Contour annotation data:
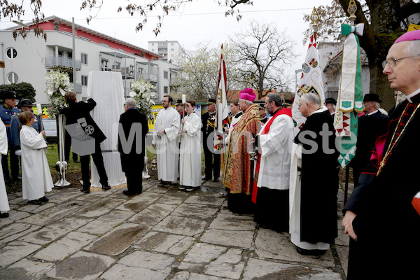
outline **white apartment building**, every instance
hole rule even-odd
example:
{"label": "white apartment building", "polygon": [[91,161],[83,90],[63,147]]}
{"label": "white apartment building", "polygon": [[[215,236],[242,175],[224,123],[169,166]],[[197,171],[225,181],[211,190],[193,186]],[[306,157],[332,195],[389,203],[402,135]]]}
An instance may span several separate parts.
{"label": "white apartment building", "polygon": [[148,50],[162,55],[162,59],[177,64],[182,48],[178,41],[149,41]]}
{"label": "white apartment building", "polygon": [[[29,23],[29,29],[33,28]],[[36,38],[29,31],[23,39],[15,39],[12,32],[20,26],[0,30],[0,59],[5,67],[0,71],[2,84],[29,83],[36,92],[37,102],[47,103],[45,75],[50,69],[69,73],[74,91],[88,97],[88,75],[91,71],[120,72],[127,95],[132,81],[144,79],[156,85],[156,100],[173,92],[171,78],[175,78],[178,67],[158,60],[158,54],[116,38],[75,24],[75,48],[73,49],[72,22],[51,16],[39,24],[47,34],[47,41]],[[73,80],[73,55],[76,58],[75,80]],[[78,97],[79,98],[79,97]],[[80,98],[79,98],[80,99]]]}

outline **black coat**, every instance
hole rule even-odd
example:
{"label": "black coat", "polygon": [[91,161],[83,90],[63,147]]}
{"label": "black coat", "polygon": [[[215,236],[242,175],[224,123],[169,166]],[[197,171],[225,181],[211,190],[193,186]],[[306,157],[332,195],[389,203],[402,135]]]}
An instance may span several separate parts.
{"label": "black coat", "polygon": [[[320,134],[323,125],[332,132],[328,138],[328,148],[325,148]],[[314,133],[315,137],[309,134],[304,136],[308,132]],[[328,110],[309,115],[294,140],[295,143],[302,144],[300,207],[302,241],[334,243],[337,236],[338,152],[335,141],[332,118]],[[305,153],[314,144],[317,148]]]}
{"label": "black coat", "polygon": [[[146,115],[139,112],[135,108],[129,108],[120,117],[120,127],[122,127],[125,139],[121,141],[122,136],[118,129],[118,151],[121,155],[122,171],[126,173],[134,171],[143,171],[144,164],[144,154],[146,151],[146,134],[148,132],[148,126]],[[122,143],[127,143],[130,134],[135,132],[132,145],[127,150],[123,148]],[[139,147],[141,143],[141,146]],[[130,143],[127,143],[130,144]],[[141,148],[141,150],[139,148]],[[139,153],[139,152],[140,152]]]}
{"label": "black coat", "polygon": [[94,120],[93,120],[93,118],[90,113],[95,106],[96,102],[90,98],[88,99],[86,102],[80,101],[77,103],[69,103],[69,108],[61,110],[60,113],[66,115],[66,125],[71,125],[79,122],[80,122],[82,127],[85,127],[84,124],[81,123],[81,120],[84,118],[86,125],[91,125],[93,127],[93,132],[89,136],[94,138],[99,143],[102,143],[106,139],[106,136],[104,134],[104,132],[102,132]]}
{"label": "black coat", "polygon": [[[401,127],[420,104],[420,94],[412,100],[414,106],[403,116]],[[391,115],[384,153],[407,104],[407,101],[402,102]],[[420,254],[414,252],[420,251],[420,215],[411,202],[420,192],[419,139],[420,108],[379,176],[377,164],[372,162],[360,174],[358,186],[344,206],[344,212],[350,210],[357,214],[353,221],[357,249],[349,259],[349,274],[356,275],[354,279],[362,279],[359,276],[366,276],[366,272],[374,274],[365,279],[419,279]]]}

Task statement: Show every line of the data above that contains the word "instance", copying each line in full. Matching is case-sensitive.

Result for this task:
outline **white apartment building**, every instance
An instance may span several separate parts.
outline **black coat**, every instance
An instance may span several separate parts.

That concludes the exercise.